Written request:
Rewrite everything from the start of the records down to and including the line containing "x=1070, y=314", renaming "ponytail" to "braid" and leaving all else unchanged. Leave the pictures out of the answer.

Input records:
※ ※ ※

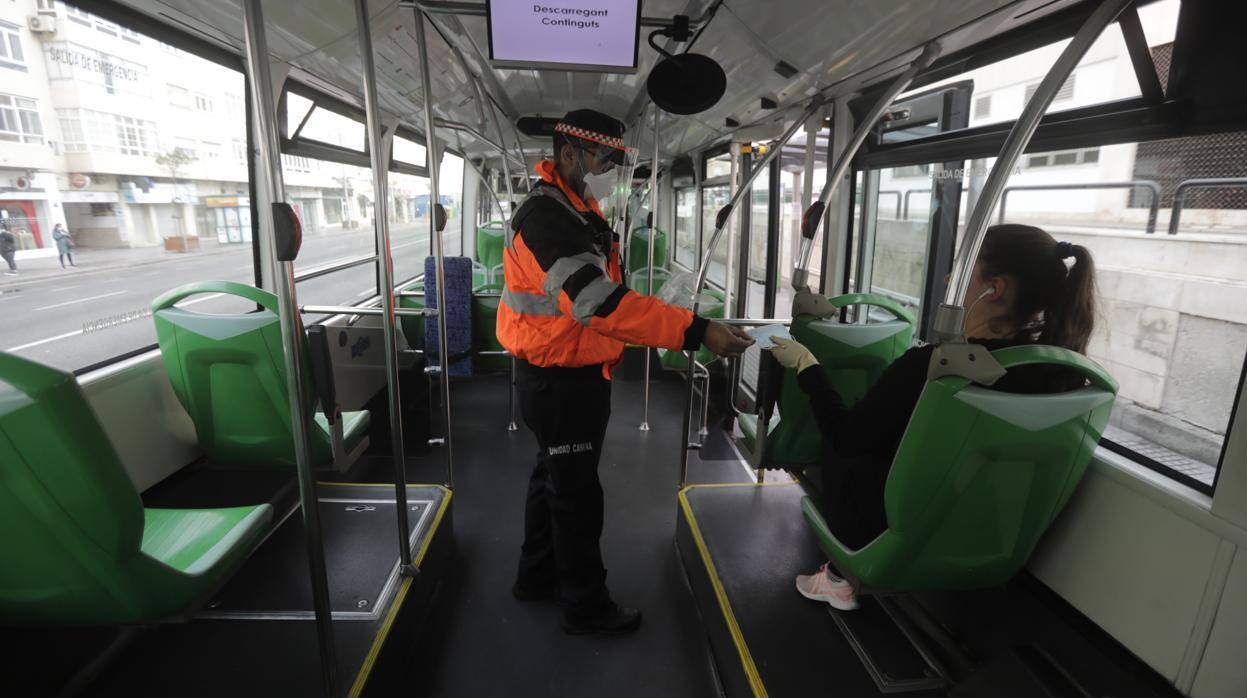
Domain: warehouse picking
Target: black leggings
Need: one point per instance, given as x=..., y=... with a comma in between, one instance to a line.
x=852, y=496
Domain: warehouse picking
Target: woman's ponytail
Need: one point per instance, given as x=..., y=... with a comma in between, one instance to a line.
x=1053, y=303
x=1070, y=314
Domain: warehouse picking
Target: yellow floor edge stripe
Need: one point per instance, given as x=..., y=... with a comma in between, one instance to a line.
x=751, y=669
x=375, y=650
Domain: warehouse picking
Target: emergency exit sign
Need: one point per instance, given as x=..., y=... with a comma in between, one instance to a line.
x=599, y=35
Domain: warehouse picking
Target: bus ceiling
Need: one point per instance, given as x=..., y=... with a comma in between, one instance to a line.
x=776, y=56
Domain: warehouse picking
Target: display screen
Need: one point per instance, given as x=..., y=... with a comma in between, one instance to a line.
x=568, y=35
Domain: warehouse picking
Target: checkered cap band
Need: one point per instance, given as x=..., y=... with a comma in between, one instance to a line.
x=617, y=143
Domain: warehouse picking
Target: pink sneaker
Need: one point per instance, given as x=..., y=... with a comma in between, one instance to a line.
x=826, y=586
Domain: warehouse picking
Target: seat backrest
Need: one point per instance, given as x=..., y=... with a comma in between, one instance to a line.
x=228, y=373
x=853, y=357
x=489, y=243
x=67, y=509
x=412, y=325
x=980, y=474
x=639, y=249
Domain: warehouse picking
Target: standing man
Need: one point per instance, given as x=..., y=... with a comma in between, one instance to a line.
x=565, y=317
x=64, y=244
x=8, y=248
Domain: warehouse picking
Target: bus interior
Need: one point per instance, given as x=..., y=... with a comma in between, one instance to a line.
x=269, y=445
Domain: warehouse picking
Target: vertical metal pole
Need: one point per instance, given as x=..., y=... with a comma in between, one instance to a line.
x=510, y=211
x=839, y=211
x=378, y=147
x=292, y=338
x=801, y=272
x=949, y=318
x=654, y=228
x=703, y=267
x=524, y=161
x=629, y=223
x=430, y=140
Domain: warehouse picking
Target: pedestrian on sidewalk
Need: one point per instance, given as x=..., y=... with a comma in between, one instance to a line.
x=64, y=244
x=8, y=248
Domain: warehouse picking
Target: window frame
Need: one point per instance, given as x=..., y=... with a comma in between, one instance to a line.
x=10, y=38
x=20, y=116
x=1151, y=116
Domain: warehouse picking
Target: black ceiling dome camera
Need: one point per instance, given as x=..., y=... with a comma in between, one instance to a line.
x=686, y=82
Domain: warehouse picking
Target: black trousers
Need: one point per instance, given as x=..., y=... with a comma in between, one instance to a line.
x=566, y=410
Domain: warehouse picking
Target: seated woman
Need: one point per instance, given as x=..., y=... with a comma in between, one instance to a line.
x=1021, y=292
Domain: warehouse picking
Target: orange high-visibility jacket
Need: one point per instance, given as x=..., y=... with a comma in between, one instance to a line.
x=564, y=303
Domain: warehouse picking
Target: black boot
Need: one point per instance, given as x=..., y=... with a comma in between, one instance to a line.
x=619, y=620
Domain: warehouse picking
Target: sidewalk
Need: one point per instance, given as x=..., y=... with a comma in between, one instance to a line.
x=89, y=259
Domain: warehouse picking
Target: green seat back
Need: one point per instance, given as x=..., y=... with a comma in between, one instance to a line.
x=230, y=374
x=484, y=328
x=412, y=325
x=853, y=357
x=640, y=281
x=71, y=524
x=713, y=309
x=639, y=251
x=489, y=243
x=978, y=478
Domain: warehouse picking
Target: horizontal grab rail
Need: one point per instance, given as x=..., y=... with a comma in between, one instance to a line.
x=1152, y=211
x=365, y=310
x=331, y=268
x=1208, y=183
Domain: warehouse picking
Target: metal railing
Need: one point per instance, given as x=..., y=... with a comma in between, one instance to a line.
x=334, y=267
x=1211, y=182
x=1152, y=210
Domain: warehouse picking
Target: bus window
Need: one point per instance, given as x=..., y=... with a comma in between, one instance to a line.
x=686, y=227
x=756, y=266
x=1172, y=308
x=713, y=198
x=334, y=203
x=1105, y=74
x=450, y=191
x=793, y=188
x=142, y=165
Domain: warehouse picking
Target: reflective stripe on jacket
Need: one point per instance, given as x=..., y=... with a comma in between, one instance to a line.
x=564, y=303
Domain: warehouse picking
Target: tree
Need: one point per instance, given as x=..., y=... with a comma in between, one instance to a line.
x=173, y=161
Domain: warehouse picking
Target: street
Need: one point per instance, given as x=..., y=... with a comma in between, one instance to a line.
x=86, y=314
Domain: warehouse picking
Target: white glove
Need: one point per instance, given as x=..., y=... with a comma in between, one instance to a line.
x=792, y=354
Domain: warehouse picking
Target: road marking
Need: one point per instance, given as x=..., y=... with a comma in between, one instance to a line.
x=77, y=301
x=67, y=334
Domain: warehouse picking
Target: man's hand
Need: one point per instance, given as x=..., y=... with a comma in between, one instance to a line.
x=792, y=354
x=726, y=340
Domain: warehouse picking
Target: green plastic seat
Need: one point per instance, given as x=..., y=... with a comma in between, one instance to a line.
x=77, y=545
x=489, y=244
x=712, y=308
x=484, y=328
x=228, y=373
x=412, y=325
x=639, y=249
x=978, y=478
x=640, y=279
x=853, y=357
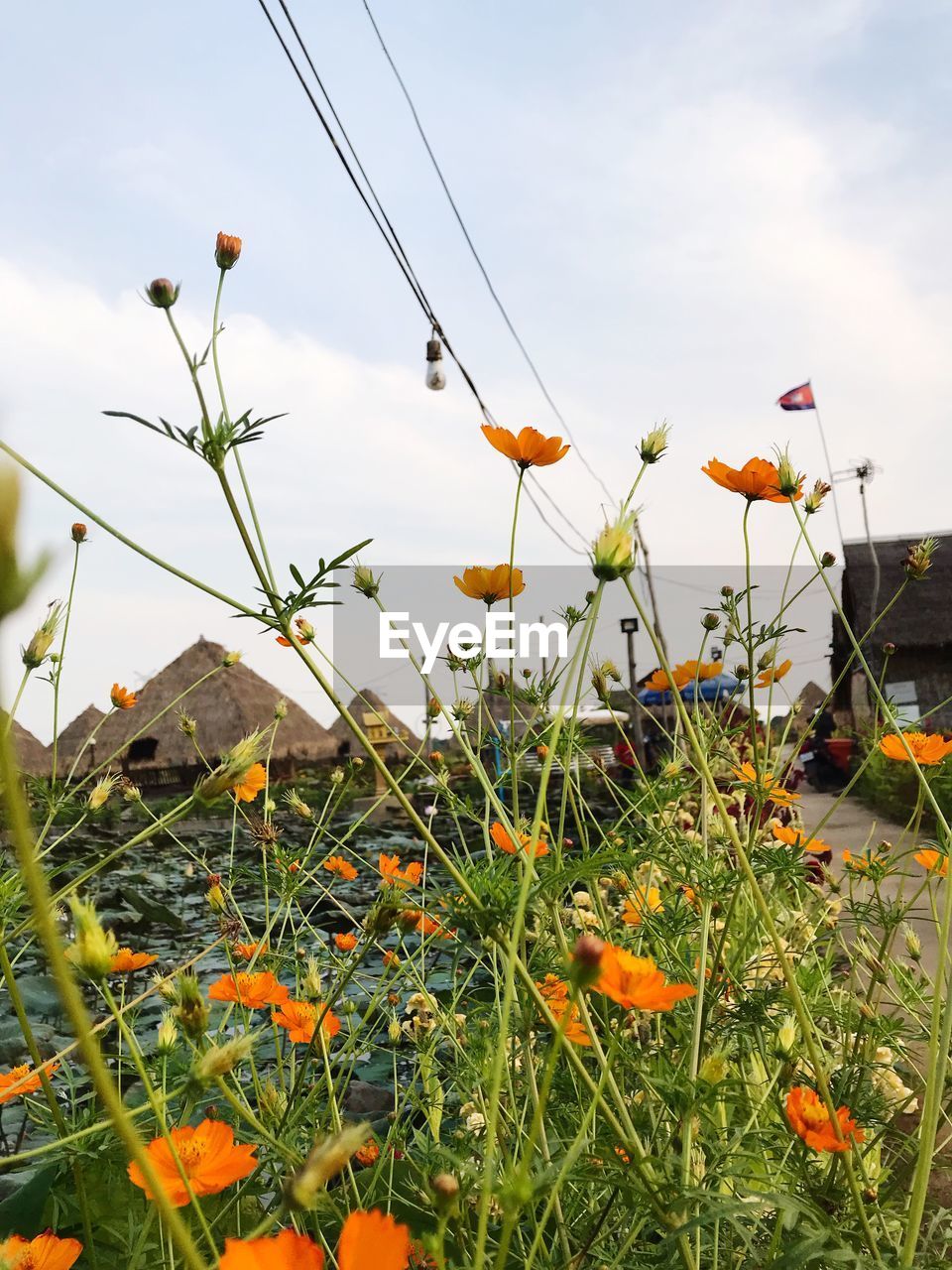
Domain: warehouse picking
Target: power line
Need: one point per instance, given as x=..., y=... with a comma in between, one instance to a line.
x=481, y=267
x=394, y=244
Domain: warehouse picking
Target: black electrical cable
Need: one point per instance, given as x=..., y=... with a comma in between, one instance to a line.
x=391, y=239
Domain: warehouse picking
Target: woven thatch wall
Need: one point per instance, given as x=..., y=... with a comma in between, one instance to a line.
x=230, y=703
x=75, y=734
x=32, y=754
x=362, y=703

※ ※ ※

Solution to the problem:
Domain: warehouse picking
Target: black leggings
Need: one point per instance, given as x=..., y=... with a comma in between, one instance to a line.
x=852, y=496
Domain: warehouse picking
Target: woman's braid
Need: one point per instance, given as x=..., y=... with a comma in between, one instance to a line.
x=1053, y=303
x=1070, y=314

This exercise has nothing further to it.